── Text to read ──

It doesn’t happen often, dear readers, but every now and again I wake up with a sudden uncontrollable urge to get my shit together. I usually start by cleaning my apartment. Then I go through my inbox and delete old messages. After that, I get caught up on all the work I’ve been putting off and pledge to make my free time more constructive. And of course the centerpiece of this self-improvement is always always always a full-tilt diet.
I’ve done this since I can remember, and if you look through my pictures on Facebook you will notice a certain undeniable pattern:
As you can see, I’m porky in this picture.
Then skinny in this one just a few months later:
Then porky again:
Then skinny again:
Then porky again…
And so on and so on. I usually do okay at staying in shape until I get stressed out or distracted by something. That’s when I say to myself, “Eh, what’s the point in going to the gym? I’m already tired. I think I’ll just eat a Snickers ice cream bar and get my big ass in bed.”
Once I make up my mind to get skinny again, though, I always attack it with everything I’ve got. And starting in September, my buddy Kristian and I will be starting an intensive 8-week diet-and-exercise competition to see who can lose the most poundage. To jumpstart this little challenge, we’re going out next Friday or Saturday for what we’re calling Hog-a-Palooza 2012.

───
── Given information ──

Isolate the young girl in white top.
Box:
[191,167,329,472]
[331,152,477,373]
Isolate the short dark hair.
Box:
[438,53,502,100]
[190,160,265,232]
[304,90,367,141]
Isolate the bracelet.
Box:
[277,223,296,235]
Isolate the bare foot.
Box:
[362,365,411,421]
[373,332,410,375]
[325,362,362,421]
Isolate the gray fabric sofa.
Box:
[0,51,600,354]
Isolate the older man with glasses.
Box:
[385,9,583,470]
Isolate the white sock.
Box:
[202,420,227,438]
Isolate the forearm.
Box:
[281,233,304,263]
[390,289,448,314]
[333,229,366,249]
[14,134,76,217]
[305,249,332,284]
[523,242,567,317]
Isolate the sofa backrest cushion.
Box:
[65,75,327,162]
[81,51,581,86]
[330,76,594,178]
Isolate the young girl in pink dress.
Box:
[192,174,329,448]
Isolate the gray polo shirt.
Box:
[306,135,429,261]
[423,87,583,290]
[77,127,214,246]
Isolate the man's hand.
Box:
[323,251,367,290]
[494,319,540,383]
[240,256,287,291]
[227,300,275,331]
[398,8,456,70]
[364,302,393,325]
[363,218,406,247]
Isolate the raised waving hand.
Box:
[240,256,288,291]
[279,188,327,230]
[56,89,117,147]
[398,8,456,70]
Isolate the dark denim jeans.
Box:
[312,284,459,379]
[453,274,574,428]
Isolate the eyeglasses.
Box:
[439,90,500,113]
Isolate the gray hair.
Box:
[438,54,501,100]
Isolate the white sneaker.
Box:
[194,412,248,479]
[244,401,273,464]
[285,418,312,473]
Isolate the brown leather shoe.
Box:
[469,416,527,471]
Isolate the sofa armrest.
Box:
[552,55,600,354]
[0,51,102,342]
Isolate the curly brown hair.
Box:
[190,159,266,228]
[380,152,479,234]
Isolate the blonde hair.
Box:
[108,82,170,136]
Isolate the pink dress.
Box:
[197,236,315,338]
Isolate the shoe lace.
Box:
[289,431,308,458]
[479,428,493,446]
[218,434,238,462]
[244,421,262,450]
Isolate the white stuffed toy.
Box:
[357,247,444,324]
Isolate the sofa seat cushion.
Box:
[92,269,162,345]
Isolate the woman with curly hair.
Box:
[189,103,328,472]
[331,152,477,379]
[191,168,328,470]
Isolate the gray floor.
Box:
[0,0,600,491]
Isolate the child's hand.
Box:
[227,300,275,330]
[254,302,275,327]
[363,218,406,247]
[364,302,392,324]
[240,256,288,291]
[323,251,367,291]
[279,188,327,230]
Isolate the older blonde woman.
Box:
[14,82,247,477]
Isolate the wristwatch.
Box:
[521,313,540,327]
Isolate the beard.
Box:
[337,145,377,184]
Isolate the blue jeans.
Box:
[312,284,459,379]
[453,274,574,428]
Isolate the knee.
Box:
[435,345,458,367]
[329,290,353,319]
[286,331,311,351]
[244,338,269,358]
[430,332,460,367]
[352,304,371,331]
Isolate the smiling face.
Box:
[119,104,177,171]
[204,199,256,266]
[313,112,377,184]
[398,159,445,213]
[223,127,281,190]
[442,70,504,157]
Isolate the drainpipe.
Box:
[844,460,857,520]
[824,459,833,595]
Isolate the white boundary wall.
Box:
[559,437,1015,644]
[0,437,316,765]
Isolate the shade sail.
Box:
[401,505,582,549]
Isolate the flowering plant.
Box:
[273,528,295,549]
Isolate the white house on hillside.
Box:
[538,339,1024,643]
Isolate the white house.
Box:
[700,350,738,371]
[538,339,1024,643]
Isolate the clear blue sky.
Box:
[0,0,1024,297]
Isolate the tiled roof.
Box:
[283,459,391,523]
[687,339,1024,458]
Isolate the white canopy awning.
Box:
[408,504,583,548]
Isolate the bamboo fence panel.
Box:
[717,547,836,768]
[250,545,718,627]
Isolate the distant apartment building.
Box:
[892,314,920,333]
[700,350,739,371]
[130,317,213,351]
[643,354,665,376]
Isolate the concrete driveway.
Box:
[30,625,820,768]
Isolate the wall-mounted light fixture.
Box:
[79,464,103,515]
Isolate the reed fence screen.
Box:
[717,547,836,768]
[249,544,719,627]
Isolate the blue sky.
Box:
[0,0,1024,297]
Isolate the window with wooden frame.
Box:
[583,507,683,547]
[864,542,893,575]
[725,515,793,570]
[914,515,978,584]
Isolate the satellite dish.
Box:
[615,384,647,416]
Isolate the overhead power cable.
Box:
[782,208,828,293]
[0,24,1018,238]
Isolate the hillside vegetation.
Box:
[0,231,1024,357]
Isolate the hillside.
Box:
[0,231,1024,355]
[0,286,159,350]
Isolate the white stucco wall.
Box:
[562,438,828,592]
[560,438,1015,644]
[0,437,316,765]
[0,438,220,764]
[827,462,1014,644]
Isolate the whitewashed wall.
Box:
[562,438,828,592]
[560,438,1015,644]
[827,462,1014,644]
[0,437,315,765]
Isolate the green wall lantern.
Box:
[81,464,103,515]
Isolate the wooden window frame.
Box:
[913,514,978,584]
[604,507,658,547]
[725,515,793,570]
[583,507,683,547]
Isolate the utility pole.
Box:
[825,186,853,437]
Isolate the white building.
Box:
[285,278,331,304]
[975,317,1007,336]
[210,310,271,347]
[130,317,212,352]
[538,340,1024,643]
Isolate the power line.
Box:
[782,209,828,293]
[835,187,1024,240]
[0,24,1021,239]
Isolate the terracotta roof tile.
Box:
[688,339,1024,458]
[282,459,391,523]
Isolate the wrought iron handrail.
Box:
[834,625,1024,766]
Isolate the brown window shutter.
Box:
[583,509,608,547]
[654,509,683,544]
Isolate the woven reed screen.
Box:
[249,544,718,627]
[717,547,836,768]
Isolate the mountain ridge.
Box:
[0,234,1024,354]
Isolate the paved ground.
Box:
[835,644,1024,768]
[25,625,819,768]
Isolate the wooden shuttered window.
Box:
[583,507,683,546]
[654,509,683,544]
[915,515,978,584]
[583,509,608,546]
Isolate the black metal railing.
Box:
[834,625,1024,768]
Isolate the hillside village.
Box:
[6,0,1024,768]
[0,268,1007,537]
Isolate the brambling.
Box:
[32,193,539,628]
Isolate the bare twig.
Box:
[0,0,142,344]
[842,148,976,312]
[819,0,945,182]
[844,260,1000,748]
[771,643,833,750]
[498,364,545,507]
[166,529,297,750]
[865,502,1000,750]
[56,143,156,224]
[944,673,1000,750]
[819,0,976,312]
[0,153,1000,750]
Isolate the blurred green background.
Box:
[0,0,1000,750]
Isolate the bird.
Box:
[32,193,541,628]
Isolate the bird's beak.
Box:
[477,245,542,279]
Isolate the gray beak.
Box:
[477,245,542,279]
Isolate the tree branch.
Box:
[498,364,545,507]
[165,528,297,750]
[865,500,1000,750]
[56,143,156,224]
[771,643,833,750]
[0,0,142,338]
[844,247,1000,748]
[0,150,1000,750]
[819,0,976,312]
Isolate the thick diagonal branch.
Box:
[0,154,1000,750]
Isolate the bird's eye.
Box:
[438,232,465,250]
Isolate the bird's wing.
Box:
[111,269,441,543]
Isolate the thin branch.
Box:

───

Actions to take -
1. Answer these from the dieting post.
(a) What does the writer usually start with when the urge to get organized hits?
(b) Who is the writer's partner in the competition?
(c) How long will the competition last?
2. Print the stretch of the dieting post from "Once I make" through "calling Hog-a-Palooza 2012.".

Task-by-task outputs -
1.
(a) Cleaning the apartment.
(b) Kristian.
(c) 8 weeks.

2.
Once I make up my mind to get skinny again, though, I always attack it with everything I’ve got. And starting in September, my buddy Kristian and I will be starting an intensive 8-week diet-and-exercise competition to see who can lose the most poundage. To jumpstart this little challenge, we’re going out next Friday or Saturday for what we’re calling Hog-a-Palooza 2012.